• Records shown:
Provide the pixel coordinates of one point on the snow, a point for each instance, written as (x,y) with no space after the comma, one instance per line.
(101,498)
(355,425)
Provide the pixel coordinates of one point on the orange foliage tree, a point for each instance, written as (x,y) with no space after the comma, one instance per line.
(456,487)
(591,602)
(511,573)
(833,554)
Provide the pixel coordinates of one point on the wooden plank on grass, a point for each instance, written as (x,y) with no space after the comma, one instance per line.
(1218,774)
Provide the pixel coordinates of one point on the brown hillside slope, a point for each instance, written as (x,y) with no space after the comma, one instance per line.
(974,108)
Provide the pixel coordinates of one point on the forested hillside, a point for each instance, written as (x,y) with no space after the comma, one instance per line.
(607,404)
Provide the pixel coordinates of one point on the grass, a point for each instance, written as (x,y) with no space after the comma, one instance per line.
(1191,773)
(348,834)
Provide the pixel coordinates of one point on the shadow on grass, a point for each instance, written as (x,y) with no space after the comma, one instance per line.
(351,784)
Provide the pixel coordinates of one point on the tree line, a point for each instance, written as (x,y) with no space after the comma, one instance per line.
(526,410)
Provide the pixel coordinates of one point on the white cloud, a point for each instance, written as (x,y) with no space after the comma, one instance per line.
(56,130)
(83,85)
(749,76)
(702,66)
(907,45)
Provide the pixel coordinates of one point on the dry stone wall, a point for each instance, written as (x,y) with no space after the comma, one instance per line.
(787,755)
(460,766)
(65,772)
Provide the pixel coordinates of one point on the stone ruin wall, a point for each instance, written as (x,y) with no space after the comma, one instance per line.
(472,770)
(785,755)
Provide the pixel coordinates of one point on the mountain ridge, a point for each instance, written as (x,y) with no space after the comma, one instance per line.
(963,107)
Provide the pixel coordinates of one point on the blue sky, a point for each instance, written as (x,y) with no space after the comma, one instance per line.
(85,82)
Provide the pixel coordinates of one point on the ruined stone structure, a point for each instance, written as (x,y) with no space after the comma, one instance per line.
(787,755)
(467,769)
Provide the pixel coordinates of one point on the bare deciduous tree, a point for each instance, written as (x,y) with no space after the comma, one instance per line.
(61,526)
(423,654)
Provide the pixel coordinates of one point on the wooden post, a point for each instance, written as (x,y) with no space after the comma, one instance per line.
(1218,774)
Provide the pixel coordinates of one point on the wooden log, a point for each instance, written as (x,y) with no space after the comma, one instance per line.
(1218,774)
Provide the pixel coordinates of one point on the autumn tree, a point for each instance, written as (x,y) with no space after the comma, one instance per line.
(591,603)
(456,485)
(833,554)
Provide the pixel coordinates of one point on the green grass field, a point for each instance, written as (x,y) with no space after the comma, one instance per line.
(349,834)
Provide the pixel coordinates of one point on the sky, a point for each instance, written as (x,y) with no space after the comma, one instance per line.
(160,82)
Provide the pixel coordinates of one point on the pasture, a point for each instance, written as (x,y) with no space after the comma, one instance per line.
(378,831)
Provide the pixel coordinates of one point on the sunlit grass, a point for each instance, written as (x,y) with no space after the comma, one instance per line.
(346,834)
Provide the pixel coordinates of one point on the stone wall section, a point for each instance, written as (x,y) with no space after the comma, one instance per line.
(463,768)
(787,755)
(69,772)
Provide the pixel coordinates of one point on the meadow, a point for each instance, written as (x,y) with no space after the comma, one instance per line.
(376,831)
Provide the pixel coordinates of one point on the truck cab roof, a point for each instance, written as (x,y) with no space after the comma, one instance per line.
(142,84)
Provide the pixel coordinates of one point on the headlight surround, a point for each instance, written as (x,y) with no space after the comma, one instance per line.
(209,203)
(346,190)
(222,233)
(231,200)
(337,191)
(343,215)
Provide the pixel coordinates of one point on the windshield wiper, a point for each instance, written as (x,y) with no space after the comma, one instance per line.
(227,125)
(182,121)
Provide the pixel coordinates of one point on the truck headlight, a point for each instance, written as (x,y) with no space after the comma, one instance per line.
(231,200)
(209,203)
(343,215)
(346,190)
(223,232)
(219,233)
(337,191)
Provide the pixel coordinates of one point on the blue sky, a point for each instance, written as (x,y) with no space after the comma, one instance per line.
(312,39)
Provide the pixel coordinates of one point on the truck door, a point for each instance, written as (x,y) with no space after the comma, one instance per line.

• Problem:
Copy out each record, keeping every word as it is.

• Reply to the task:
Provide the pixel coordinates of one point on the snow, a point for each instance, written as (x,y) with no space after the comma, one instance per line.
(101,498)
(355,425)
Provide the pixel coordinates of one point on the orange foliage tree, a point for each instance, written as (x,y) with no space after the comma, one instance per line.
(456,487)
(591,602)
(511,573)
(833,554)
Provide the pixel coordinates of one point on the wooden plank on grass, a point for each instance, written as (x,y) with no space after the comma, one instance per line.
(1218,774)
Provide the pixel coordinates of one point on the brown hillside slope, a point for each instance, written as (x,y) with no space after the comma, one instance per line.
(974,108)
Provide the pixel coordinates of one point on the forested hillside, a point for each instance, written as (x,y) with no space after the comma, one instance per line.
(607,404)
Provide the pixel coordinates of one point on the grass, a point for each instance, written as (x,y) with no space after the comma, one instance per line.
(1191,773)
(348,834)
Provide the pixel coordinates of one point on the shadow on grass, a point for each instance, written as (x,y) with no space after the comma, one instance per line.
(351,784)
Provide the pixel coordinates of one point on the tree line, a point for each instance, written as (x,y) with no space after the comma, one instance per line.
(526,410)
Provide the pixel coordinates of one point on the white cloud, a point for each instance, written as (x,y) with no space after the comma, one instance per line.
(56,130)
(83,85)
(749,76)
(702,66)
(907,45)
Provide the pixel coordinates of one point on the dry stone wall, a point for each instance, written as (x,y) with no space after the comma, one instance per line.
(787,755)
(460,766)
(65,772)
Provide the pixel coordinates of one point on the stone ruin wall, a point for each instance, written as (x,y) with no space after the comma, one instance per line.
(472,770)
(785,755)
Provide the pixel coordinates of one point on the mountain ridge, a point for each instance, written as (x,y) with no space after the comma, one instance per line.
(963,107)
Provide the pixel coordinates of one point on the blue sky, a point for each instance, written as (x,y) with no space after the comma, one instance per line.
(85,82)
Provide the pixel coordinates of one point on the ruined stone structure, a point for each instance, written as (x,y) with no space after the comma, one instance per line.
(787,755)
(467,769)
Provide the pixel coordinates of one point on the bare deciduous tree, a point for each instance, written as (x,y) with no space after the comma, one instance per line.
(61,526)
(423,654)
Provide the pixel coordinates of one point on the wooden post, a point for each instance, written as (x,y) with no space after the comma, one instance per line.
(1218,774)
Provide the pixel coordinates of one point on the wooden log, a point for each instance, written as (x,y) with no space after the comma, one instance per line.
(1218,774)
Provide the pixel coordinates of one point on the autumn tree, a point for each instance, written as (x,y) with no space after the comma, one instance per line.
(591,603)
(456,485)
(833,554)
Provide the pixel coordinates of one point on the green grass field, a point for each instance, written as (x,y) with no space after the comma, one instance per line.
(349,834)
Provide the pixel coordinates of one point on the sky, a point for each instance, written as (x,y) with no space after the comma, one instance per line.
(160,82)
Provide the pixel coordinates of one point on the pasture, a point for each instance, written as (x,y) with no space after the comma, one instance per line.
(378,831)
Provide the pixel coordinates of one point on the sunlit grass, a point for each instance, written as (x,y) with no space after the comma, one instance per line.
(346,834)
Provide the pixel coordinates of one point on the stone wall section, a point for each instance, written as (x,y) with no space after the comma, one instance per line.
(463,768)
(787,755)
(69,772)
Provide the pixel coordinates of one point on the meadow, a point for each instance, written as (x,y) with no space after the comma, one instance per line.
(376,831)
Provide the pixel coordinates of one point on the truck cab roof, a point for each instance, written as (x,y) with no space after the comma, one instance per line.
(142,84)
Provide the pixel coordinates of one point on the headlight surround, a point for each instance, written as (x,y) with no space after the comma, one instance per line.
(209,203)
(346,190)
(222,233)
(231,200)
(337,191)
(343,215)
Provide the pixel coordinates of one point on the windshield wiper, a point for each instance, written as (x,y) with no space after the comma, one instance per line.
(227,125)
(182,121)
Provide the pixel coordinates of one point on the truck headlight, a point for each instance, written as (x,y) with no space after the comma, one instance per line.
(231,200)
(209,203)
(343,215)
(346,190)
(223,232)
(219,233)
(337,191)
Provide the pixel coordinates of one point on the blue sky, a point for each instance, written as (x,y) with no space after the comma, one instance per line.
(312,39)
Provide the pixel coordinates of one point on the truck door, a point for each instance, written as (x,y) with no space after the comma, one instance per line.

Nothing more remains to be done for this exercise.